- Textauszug:

Im August 2014 wurde Nadia Murad von Kämpfern des IS verschleppt, als ein Dorf im Nordirak, in dem sie damals lebte, überfallen wurde. Drei Monate lebte Murad in Gefangenschaft, wurde vergewaltigt und versklavt, bevor ihr die Flucht gelang. Heute ist die 25-Jährige Jesidin mit dem Friedensnobelpreis ausgezeichnet worden.
Bereits vor zwei Jahren wurde sie für ihren Mut und Aktivismus geehrt: Am 16. September 2016 wurde Nadia Murad zur UN-Sonderbotschafterin für Opfer des Menschenhandels ernannt.
Generalsekretär Ban Ki-moon verlieh Murad damals ihren Titel und bezeichnete sie als „kämpferische und rastlose Verfechterin des jesidischen Volkes”.

- Aufgabe:
Knüpf an den Text über Nadia Murad an und schreib ihn nach seinem letzten Satz weiter.

- Entnommenes Material:
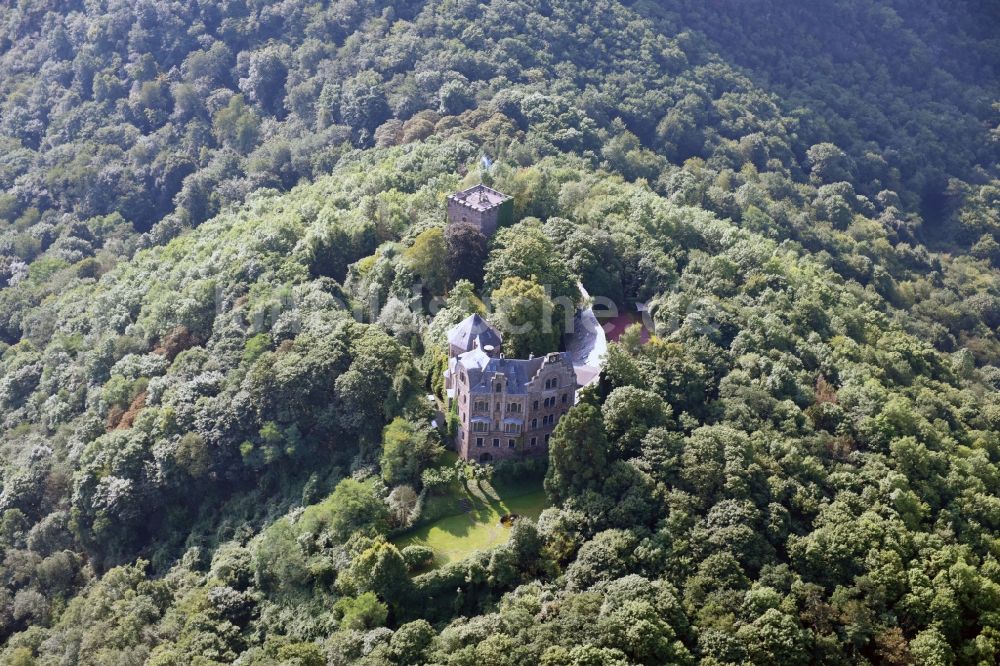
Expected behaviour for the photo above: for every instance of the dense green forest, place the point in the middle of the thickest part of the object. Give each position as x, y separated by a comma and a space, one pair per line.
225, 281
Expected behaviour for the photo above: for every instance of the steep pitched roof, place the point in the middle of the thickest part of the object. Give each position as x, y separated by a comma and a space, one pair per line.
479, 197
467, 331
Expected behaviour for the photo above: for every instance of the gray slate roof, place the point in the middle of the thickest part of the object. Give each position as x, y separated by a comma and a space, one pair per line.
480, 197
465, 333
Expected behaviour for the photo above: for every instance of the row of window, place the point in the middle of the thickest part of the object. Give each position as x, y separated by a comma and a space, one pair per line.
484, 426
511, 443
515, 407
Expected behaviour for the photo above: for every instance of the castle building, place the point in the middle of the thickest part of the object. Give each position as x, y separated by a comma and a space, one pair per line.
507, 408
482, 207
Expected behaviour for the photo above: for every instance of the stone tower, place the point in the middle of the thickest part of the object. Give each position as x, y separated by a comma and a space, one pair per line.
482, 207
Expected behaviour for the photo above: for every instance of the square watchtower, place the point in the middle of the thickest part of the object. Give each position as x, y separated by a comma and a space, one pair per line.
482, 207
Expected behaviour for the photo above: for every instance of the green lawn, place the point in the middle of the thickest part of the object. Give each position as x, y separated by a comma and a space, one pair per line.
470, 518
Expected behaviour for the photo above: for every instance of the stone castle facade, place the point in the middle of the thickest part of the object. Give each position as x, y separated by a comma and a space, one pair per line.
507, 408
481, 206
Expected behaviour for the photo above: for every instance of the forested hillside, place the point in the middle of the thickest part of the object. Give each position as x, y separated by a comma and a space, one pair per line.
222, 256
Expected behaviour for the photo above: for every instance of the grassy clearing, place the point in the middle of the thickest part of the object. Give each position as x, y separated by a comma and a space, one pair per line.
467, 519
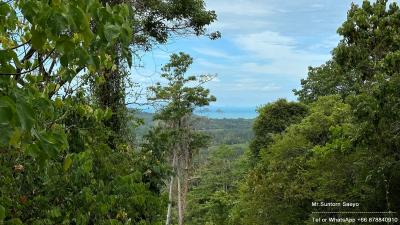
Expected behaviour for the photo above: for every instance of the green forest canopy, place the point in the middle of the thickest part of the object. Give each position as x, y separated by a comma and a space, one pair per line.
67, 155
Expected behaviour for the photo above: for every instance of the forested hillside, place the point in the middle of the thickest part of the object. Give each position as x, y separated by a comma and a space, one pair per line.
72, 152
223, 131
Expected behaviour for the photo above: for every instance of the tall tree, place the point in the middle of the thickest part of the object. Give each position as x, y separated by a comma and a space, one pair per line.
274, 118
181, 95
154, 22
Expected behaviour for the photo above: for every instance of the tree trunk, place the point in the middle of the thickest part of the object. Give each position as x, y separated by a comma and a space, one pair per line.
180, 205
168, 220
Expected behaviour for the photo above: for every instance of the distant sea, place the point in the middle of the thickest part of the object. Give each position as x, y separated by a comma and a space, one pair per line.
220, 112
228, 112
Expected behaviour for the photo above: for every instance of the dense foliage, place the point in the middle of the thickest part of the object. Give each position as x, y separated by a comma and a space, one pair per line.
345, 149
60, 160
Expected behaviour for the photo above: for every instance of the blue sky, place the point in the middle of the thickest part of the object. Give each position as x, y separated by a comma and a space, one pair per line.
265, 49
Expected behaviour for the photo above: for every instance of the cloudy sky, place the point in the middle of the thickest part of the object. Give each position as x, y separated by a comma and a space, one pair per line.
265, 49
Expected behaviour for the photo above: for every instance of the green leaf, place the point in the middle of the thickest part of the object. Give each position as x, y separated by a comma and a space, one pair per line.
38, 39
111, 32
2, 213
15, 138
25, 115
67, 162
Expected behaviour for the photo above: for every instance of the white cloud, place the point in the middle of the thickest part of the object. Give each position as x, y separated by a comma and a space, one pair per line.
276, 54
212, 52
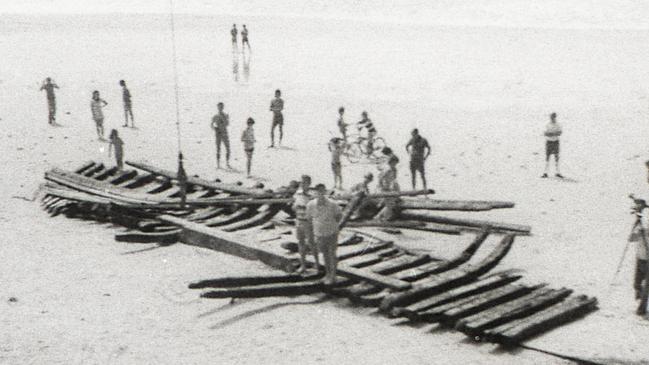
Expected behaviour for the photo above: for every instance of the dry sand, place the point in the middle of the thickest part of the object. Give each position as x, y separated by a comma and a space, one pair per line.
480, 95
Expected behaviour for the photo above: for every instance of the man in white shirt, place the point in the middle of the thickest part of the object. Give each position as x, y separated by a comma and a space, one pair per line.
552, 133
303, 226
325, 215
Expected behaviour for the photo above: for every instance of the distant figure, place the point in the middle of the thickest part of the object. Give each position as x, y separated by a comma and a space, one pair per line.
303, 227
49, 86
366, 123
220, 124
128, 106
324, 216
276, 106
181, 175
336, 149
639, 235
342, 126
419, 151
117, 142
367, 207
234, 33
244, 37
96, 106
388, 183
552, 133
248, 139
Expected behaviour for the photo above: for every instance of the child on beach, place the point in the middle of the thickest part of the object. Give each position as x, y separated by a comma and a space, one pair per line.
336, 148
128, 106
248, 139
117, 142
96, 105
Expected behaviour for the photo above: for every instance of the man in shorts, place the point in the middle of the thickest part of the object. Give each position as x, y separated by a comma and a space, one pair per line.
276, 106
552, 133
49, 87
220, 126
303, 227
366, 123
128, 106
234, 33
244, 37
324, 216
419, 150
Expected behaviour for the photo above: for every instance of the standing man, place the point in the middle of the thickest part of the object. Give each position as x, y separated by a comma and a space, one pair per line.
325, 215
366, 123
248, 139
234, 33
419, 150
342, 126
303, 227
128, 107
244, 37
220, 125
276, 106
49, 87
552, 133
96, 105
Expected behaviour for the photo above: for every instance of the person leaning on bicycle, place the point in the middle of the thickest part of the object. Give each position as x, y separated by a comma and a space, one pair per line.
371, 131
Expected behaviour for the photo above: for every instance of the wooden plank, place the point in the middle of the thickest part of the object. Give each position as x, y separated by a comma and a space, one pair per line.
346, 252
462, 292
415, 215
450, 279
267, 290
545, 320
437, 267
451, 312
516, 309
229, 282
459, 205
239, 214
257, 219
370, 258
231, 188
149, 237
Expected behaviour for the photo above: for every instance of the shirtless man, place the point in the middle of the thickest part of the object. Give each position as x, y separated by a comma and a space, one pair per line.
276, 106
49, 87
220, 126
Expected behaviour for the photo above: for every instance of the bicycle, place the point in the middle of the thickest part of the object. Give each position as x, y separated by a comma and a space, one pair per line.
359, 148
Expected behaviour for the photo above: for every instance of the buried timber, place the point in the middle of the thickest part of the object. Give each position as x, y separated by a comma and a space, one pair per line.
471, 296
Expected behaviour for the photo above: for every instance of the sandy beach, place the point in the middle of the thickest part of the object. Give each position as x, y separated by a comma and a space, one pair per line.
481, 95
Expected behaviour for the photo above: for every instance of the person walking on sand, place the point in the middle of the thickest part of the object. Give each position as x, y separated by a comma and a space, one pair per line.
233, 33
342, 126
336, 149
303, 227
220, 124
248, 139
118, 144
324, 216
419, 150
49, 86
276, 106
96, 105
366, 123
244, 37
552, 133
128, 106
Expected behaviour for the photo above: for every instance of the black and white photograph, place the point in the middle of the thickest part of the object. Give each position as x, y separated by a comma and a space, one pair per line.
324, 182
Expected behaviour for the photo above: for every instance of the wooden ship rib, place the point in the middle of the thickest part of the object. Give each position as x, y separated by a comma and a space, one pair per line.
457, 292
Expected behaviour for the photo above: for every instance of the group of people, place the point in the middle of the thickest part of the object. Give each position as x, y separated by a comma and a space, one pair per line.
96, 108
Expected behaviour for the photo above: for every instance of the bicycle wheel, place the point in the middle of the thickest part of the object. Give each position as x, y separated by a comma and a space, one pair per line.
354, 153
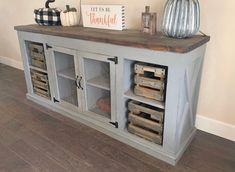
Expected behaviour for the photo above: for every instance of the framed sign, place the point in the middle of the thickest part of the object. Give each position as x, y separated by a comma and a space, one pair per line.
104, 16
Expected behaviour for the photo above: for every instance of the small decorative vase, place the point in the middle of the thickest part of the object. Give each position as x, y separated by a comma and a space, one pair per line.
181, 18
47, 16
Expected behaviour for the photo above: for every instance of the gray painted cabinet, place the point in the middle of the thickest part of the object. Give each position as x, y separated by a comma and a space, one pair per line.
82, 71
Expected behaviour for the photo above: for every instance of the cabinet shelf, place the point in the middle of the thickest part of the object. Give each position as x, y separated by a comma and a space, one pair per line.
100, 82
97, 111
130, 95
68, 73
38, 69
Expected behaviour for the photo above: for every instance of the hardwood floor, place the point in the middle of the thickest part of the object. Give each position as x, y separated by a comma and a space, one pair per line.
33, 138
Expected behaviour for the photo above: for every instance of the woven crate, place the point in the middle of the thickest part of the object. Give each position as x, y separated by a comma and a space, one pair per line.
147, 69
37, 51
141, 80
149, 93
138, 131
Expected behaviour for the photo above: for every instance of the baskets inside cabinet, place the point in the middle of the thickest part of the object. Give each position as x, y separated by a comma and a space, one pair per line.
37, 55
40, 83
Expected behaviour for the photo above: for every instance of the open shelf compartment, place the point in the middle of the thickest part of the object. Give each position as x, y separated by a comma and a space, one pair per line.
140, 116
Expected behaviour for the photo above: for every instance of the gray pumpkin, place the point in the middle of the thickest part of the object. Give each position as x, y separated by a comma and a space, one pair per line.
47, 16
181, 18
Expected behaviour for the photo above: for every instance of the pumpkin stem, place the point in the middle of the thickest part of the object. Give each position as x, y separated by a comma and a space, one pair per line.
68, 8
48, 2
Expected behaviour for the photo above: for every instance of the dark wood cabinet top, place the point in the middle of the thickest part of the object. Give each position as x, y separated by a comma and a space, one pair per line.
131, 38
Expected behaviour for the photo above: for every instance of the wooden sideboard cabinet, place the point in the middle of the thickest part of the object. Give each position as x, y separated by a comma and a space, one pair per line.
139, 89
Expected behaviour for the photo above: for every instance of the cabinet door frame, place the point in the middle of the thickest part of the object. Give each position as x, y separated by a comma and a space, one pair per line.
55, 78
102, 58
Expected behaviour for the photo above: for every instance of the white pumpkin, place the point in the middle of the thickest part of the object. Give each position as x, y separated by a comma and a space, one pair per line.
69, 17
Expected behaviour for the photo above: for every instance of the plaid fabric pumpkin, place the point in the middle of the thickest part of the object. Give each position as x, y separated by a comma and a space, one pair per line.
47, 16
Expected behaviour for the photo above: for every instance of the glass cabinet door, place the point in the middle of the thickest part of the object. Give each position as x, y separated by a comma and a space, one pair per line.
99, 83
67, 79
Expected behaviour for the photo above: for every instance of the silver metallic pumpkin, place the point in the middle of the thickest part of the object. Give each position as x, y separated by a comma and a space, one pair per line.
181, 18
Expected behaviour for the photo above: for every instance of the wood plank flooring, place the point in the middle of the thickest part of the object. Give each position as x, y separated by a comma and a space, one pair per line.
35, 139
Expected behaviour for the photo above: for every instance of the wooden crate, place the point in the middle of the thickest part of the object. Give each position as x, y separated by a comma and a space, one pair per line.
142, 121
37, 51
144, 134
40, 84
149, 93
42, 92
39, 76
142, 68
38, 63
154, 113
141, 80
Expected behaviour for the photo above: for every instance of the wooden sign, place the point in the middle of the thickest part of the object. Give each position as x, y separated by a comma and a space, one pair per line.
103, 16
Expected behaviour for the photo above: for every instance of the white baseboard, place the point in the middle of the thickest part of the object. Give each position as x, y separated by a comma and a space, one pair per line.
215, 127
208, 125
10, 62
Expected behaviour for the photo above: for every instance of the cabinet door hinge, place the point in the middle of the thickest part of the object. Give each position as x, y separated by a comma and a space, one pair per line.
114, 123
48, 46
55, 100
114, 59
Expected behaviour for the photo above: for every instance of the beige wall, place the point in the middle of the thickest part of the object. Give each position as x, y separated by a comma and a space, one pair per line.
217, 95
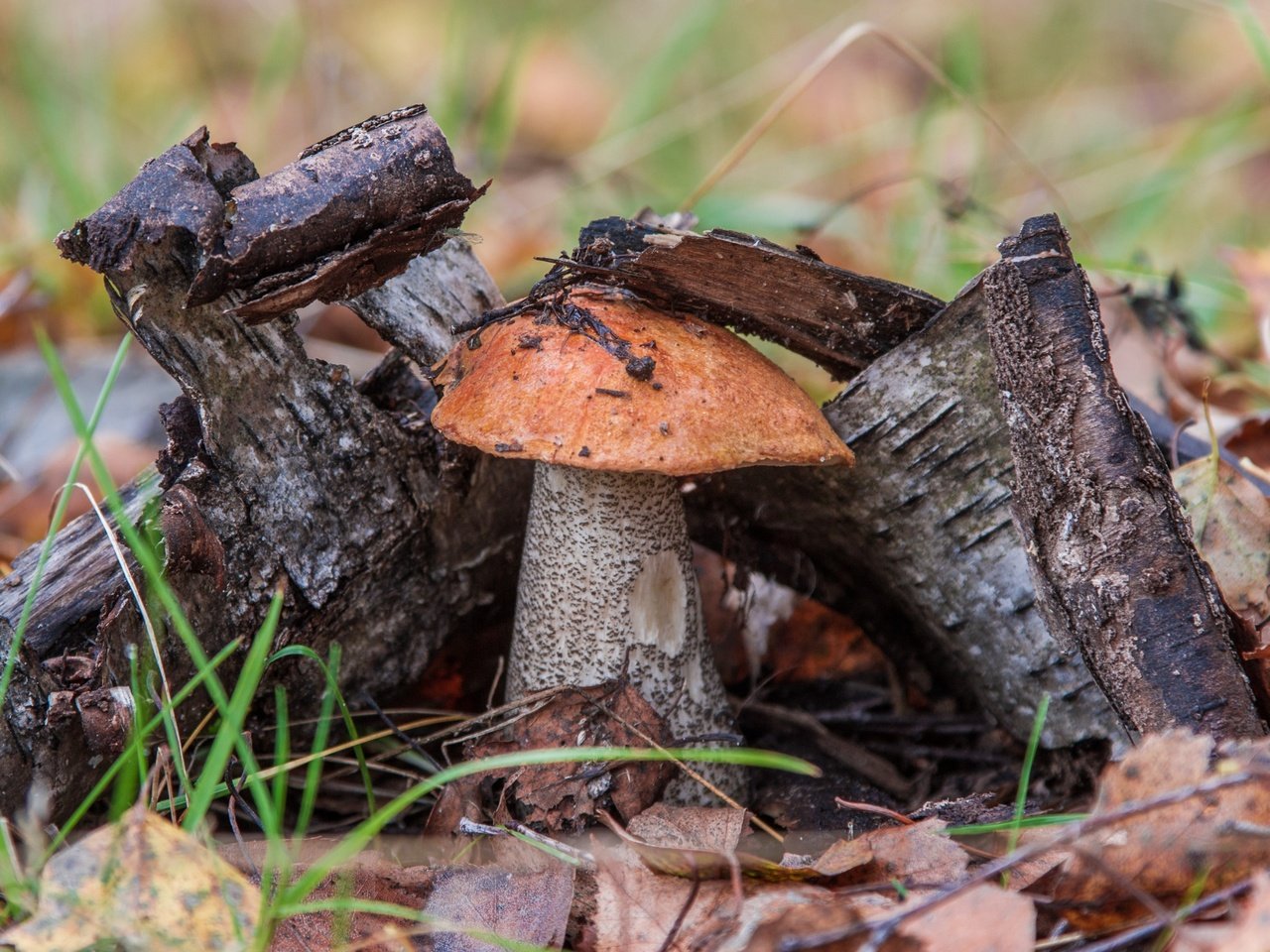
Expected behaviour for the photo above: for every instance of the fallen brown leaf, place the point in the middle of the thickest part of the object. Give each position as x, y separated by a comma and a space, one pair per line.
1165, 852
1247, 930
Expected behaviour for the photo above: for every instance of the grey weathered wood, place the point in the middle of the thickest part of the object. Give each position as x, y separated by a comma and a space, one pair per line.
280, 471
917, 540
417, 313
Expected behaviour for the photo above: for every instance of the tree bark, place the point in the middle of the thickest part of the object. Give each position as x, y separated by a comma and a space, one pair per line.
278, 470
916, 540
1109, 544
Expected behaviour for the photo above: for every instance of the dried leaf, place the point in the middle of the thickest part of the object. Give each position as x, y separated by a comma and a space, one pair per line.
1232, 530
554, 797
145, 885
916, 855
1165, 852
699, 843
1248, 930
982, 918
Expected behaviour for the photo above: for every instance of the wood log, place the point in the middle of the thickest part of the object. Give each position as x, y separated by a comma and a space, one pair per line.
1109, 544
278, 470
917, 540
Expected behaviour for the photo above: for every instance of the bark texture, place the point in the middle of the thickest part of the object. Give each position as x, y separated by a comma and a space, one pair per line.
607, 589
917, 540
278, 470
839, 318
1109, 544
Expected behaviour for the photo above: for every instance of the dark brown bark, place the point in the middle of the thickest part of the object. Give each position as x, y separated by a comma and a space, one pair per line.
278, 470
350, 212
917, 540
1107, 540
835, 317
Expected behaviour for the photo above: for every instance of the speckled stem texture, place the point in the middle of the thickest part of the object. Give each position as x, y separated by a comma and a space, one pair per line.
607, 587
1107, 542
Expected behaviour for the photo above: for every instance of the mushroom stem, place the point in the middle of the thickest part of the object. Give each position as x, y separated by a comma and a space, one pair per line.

- Antwort:
Simone Monasebian, Direktorin der UN-Abteilung für Drogen- und Verbrechensbekämpfung zu der nun auch Murad zählt, berichtet, wie Ban Ki-moon damals „alles stehen und liegen” ließ, um Nadia Murad persönlich treffen zu können und sie zu ermutigen, auf dem Flüchtlingsgipfel in New York zu sprechen.
Nadia Murad, survivor of the Yazidi genocide, was just named UN Goodwill Ambassador pic.twitter.com/13HPT5VcbP
— Teymour (@Teymour_Ashkan) September 16, 2016
Begleitet von ihrer Anwältin Amal Clooney, folgte Murad der Einladung. Clooney stand Nadia Murad schon vor dem Internationalen Strafgerichtshof zur Seite, um darum zu kämpfen, den IS für den grausamen Völkermord am jesidischen Volk auf die Anklagebank zu bringen.
"Ich stehe heute hier, um die zu repräsentieren, die bereits von uns gegangen sind”, spricht Murad vor einer ganzen Reihe von Botschaftern, Würdenträgern und Anwälten. "Wir können ihnen nicht mehr helfen. Aber mit dem Gedanken an sie müssen wir weiterkämpfen.”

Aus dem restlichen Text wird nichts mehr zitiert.